• _Set task_
Reproduce all of the data below word for word, keeping every line unchanged and in its original order.

** Start of Stored rows **

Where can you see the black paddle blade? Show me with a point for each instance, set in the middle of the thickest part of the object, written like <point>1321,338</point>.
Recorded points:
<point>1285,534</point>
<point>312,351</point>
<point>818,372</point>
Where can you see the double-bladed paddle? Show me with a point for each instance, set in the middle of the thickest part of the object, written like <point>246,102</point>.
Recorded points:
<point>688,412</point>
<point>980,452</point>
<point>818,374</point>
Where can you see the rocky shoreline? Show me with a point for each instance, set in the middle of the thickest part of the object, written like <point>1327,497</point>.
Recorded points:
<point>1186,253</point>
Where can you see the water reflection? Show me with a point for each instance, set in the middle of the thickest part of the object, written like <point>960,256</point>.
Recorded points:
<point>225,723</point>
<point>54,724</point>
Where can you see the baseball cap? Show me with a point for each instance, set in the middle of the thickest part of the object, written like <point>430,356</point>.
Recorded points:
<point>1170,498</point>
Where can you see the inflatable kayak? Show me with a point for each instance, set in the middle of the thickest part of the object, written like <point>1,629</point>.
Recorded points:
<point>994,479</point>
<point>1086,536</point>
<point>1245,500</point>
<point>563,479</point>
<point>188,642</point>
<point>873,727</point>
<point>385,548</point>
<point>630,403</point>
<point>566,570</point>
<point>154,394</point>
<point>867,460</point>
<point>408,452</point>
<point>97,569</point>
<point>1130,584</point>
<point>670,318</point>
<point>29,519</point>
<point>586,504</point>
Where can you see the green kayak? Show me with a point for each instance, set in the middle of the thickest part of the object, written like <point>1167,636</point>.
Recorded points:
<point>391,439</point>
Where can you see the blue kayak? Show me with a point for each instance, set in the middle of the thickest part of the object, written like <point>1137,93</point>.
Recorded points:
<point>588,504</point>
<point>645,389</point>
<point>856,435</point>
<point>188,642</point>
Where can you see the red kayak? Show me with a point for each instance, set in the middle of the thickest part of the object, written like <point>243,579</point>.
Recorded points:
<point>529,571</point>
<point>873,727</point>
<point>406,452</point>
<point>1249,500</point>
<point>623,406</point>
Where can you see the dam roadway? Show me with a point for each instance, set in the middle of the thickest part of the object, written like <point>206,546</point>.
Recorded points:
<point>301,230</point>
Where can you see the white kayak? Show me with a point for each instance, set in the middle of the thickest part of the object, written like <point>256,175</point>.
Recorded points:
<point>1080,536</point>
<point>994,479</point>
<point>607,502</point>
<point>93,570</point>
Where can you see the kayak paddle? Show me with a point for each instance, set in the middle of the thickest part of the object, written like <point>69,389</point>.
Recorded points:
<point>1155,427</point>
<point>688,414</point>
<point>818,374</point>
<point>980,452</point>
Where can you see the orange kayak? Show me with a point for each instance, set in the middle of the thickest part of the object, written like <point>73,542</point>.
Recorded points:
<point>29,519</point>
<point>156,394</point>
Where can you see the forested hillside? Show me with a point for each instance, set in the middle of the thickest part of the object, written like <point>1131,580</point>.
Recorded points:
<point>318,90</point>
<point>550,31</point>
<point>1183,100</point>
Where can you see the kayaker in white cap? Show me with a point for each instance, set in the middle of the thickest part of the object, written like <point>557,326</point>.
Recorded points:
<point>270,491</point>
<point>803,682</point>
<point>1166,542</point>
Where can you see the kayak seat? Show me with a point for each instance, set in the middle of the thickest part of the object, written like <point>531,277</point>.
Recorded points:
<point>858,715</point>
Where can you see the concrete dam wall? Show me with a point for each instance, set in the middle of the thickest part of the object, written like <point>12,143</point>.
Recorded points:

** End of Stored rows **

• _Complete output_
Where can you see the black paddle blade? Show me with a point for each instance, set in the middle of the thickest part of the object, written like <point>1321,338</point>.
Recorded points:
<point>1285,534</point>
<point>312,351</point>
<point>818,372</point>
Where can you see the double-bladed paddle? Show me with a point for each instance, set in the middle of the thickest part of the object, written like <point>246,102</point>.
Recorded points:
<point>688,412</point>
<point>980,452</point>
<point>818,374</point>
Where can you see the rocky shoreline? Show me with a point for each instance, set in the middle of the thickest part of the object, written like <point>1327,497</point>.
Recorded points:
<point>1186,253</point>
Where can you see the water reflection? Show me with a point for each instance, set in the middle of the thickest part of the object, written like <point>960,256</point>.
Recorded points:
<point>225,723</point>
<point>54,724</point>
Where can you see the baseball cap? Show me with a point for each instance, set in the middle of the thickest part of the object, written like <point>430,356</point>.
Recorded points:
<point>1170,498</point>
Where can you see the inflatable kayak? Show me with a point for each instance, set in the middle of the thickest part of the object, written like <point>1,629</point>.
Recorded points:
<point>994,479</point>
<point>1086,536</point>
<point>1245,500</point>
<point>563,479</point>
<point>188,642</point>
<point>873,727</point>
<point>385,548</point>
<point>630,403</point>
<point>566,570</point>
<point>154,394</point>
<point>867,460</point>
<point>408,452</point>
<point>97,569</point>
<point>1130,584</point>
<point>670,318</point>
<point>29,519</point>
<point>586,504</point>
Where can you see the green kayak? Show me with a point for each instance, set in the middle of the thickest part of the object, written like <point>1167,636</point>.
Recorded points:
<point>391,439</point>
Where can you see the blue kayak? Show me with a point for each instance, set in the middle of the thickest part of the object, written like <point>1137,93</point>.
Recorded points:
<point>588,504</point>
<point>645,389</point>
<point>856,435</point>
<point>188,642</point>
Where can you see the red kayak? Show me with a point for each instance, set in the middle of the thickest part of the object, written like <point>243,579</point>.
Recorded points:
<point>529,571</point>
<point>873,727</point>
<point>406,452</point>
<point>1249,500</point>
<point>623,406</point>
Where can you see the dam roadway? Show me with a point for each instance, set in the middle of the thickest part of the object, written like <point>206,546</point>.
Recorded points:
<point>301,230</point>
Where can you see the white kayak? Show me with a point for each instance, set in the middle of the thickest part of the object, written like <point>256,175</point>.
Recorded points:
<point>1080,536</point>
<point>994,479</point>
<point>607,502</point>
<point>93,570</point>
Where can you see the kayak paddle? Show me with a point for each instance, set in the middle of the thickest part of the object, written like <point>69,389</point>.
Recorded points:
<point>1155,427</point>
<point>688,414</point>
<point>818,374</point>
<point>980,452</point>
Where can you see the orange kayak? Show me with a point for each instance, set in the middle of the thickest part of the object, written like <point>73,542</point>.
Recorded points:
<point>29,519</point>
<point>156,394</point>
Where can you see the forested hillside? Show me with a point for each instance, set in the middle of the thickest part of the object, written like <point>1131,580</point>.
Recorded points:
<point>318,90</point>
<point>550,31</point>
<point>1183,100</point>
Where can you see the kayaker in white cap? Show me with a point for each instance, set in the middle of the thickest part of the object, written like <point>557,326</point>.
Recorded points:
<point>270,491</point>
<point>803,682</point>
<point>1166,542</point>
Where can you see the kayak seat? Show me with a point for each instance, set in the middle of the thickest part of the object, written like <point>531,277</point>.
Recorded points:
<point>858,715</point>
Where can you see the concrete dam wall? Show me with a point for each instance, set in the middle of the thickest part of the object, written like <point>12,143</point>.
Recorded points:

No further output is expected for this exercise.